Can you reproduce, line for line and unchanged, the part of the items below that opens with the line containing "I'd really appreciate it if you could identify the woman's hand" and closes with the line containing "92,69,147,127", including both of those lines?

= = = = = = =

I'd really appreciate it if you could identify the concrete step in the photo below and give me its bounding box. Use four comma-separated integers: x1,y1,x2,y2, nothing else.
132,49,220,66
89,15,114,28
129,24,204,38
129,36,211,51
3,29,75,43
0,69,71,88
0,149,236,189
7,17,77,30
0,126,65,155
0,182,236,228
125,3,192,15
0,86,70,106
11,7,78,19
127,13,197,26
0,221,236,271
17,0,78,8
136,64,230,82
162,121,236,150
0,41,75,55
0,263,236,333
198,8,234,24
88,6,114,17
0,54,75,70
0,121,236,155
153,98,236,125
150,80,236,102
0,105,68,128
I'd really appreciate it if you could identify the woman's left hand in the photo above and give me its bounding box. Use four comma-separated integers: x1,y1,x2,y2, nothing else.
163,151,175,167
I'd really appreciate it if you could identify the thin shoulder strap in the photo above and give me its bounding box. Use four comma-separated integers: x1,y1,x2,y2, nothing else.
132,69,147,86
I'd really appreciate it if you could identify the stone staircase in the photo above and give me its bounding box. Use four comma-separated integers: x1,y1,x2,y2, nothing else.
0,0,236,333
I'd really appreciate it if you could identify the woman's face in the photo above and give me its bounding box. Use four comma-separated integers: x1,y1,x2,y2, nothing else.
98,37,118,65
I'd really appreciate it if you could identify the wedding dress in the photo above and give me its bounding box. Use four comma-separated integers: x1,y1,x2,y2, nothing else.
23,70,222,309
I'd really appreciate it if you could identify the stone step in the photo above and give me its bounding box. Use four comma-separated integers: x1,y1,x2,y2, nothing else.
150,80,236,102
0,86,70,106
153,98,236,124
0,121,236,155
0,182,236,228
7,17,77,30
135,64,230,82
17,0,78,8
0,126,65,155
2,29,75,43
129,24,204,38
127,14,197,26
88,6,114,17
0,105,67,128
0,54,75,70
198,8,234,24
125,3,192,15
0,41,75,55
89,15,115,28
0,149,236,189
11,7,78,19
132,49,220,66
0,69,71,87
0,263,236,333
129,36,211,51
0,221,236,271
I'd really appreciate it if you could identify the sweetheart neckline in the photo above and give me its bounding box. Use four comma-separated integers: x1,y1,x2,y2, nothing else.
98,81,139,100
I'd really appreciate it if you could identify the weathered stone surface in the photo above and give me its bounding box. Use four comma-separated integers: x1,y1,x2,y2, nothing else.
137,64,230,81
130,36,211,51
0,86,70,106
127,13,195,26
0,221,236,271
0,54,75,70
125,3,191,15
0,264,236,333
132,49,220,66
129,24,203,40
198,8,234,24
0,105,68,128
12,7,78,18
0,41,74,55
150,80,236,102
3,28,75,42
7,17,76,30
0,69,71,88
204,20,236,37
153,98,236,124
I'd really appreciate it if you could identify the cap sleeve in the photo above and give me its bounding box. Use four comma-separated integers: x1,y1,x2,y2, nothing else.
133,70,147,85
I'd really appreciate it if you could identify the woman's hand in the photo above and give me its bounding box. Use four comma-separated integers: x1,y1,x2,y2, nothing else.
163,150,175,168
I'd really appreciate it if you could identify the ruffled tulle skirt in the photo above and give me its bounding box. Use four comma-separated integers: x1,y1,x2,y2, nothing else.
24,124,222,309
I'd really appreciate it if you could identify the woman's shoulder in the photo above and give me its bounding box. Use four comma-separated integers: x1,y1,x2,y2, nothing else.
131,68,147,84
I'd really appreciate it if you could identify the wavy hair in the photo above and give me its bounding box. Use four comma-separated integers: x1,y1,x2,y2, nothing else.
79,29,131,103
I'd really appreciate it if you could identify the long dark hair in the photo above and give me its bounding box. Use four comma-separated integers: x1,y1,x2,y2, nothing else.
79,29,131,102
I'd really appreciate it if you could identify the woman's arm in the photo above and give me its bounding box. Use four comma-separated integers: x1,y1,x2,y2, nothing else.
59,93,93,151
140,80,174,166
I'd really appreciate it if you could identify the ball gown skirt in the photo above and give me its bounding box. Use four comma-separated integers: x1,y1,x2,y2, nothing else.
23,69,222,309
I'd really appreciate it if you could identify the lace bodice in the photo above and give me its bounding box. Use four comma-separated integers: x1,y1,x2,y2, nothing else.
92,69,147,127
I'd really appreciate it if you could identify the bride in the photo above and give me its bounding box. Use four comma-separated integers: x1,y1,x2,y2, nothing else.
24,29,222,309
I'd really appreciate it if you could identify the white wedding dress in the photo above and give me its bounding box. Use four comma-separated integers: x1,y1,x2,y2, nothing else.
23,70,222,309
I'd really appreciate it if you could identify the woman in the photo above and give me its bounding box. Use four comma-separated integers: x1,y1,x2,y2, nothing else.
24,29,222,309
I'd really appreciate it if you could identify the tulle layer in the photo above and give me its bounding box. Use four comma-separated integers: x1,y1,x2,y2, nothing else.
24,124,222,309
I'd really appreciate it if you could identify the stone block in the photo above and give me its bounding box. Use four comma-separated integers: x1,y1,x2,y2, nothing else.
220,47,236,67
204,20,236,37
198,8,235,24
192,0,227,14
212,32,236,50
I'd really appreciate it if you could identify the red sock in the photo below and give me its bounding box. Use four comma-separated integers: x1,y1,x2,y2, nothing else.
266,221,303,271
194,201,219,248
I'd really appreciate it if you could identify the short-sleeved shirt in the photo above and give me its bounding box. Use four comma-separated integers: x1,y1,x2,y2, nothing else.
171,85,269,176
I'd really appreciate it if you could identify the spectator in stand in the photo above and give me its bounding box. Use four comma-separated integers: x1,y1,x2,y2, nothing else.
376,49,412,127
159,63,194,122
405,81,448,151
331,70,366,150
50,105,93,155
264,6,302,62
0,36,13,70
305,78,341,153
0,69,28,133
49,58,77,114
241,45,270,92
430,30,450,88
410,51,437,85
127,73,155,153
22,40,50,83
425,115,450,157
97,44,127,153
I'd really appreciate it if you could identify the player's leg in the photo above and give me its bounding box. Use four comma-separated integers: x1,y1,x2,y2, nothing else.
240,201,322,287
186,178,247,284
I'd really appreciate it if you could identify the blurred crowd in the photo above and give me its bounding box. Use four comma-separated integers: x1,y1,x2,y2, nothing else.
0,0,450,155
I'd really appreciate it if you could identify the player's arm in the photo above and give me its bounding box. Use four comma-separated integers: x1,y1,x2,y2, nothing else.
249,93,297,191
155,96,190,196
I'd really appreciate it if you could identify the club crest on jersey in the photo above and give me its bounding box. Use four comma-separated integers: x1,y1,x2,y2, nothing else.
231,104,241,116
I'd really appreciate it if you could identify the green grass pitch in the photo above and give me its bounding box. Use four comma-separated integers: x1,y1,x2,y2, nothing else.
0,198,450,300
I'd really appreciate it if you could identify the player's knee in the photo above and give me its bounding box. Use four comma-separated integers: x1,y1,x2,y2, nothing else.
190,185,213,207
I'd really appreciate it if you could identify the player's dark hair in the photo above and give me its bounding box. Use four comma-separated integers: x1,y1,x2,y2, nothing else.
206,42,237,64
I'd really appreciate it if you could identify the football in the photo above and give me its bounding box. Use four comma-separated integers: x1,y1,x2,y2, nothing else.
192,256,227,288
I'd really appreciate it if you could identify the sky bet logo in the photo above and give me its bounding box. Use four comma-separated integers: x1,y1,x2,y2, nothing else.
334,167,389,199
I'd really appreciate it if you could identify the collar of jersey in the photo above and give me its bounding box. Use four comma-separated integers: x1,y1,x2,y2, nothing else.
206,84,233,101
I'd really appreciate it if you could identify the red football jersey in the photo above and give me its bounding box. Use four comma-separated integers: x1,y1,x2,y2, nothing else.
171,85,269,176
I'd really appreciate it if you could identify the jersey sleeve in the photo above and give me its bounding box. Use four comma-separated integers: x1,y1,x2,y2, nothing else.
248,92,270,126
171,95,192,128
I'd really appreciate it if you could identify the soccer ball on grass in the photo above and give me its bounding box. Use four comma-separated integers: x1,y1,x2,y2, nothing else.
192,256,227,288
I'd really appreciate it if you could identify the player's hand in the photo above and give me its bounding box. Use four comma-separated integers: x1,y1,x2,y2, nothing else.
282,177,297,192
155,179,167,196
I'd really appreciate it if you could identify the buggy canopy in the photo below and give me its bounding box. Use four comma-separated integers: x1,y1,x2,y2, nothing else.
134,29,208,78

= = = = = = =

* RESULT BELOW *
I'd really appreciate it if you could identify the woman's hand in the photo above and give me its bounding box. Use four comma-separated integers: x1,y1,x2,y2, nothing else.
163,150,175,168
I'd really appreciate it if you could identify the ruffled tulle skirt in the photo above and give me its bounding box. Use four comma-separated integers: x1,y1,x2,y2, nothing else.
24,124,222,309
I'd really appreciate it if you could identify the woman's shoulder in the photo above and give me its bounding box. Use four comma-separated integers: x1,y1,x2,y2, nothing else.
131,68,147,84
I'd really appreciate it if you could identify the wavy hair in the photo above and give me its bounding box. Use four comma-separated integers: x1,y1,x2,y2, nothing else.
79,29,131,103
I'd really appreciate it if you could identify the long dark hair in the photo above and give me its bounding box. Use four comma-separated integers: x1,y1,x2,y2, nothing else.
79,29,131,102
I'd really appreciate it if you could identify the woman's arm in the photo above and give me its bounding box. Use four comma-separated integers: x1,y1,x2,y2, nothing else.
59,93,93,151
140,80,174,166
I'd really appreciate it if you could identify the ball gown skirt in the photo above and give me its bounding box. Use four comma-separated integers: x1,y1,x2,y2, nothing else.
23,69,222,309
I'd really appreciate it if you could identify the lace bodice in the photo above and give me its bounding box. Use four comma-separated integers: x1,y1,x2,y2, nothing else.
92,69,147,127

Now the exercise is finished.